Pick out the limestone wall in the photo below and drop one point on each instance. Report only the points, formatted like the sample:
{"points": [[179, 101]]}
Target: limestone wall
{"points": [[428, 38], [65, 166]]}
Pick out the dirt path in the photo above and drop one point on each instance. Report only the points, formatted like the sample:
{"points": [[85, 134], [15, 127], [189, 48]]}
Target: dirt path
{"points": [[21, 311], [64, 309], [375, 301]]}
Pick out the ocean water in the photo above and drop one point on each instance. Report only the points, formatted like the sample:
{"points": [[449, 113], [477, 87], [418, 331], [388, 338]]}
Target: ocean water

* * *

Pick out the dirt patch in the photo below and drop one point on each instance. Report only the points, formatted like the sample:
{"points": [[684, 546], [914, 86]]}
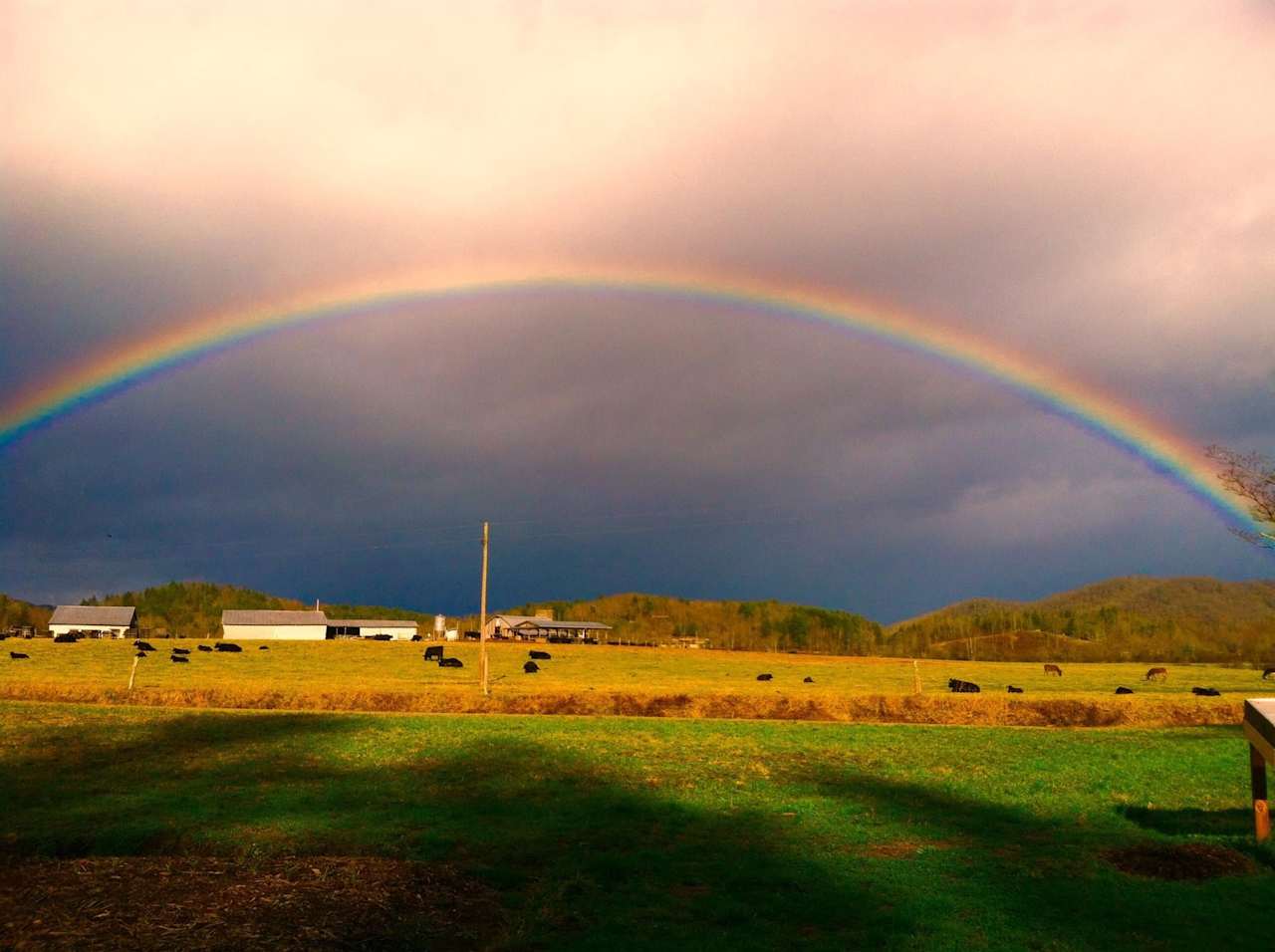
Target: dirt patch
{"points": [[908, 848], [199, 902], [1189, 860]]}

#### TASK ITEM
Give every line of the material that includes the string "ocean".

#### ANSWER SPACE
Pick out the ocean water in the photo above and drop one point on each instance. Report only the points, formatted like the sample:
Target: ocean water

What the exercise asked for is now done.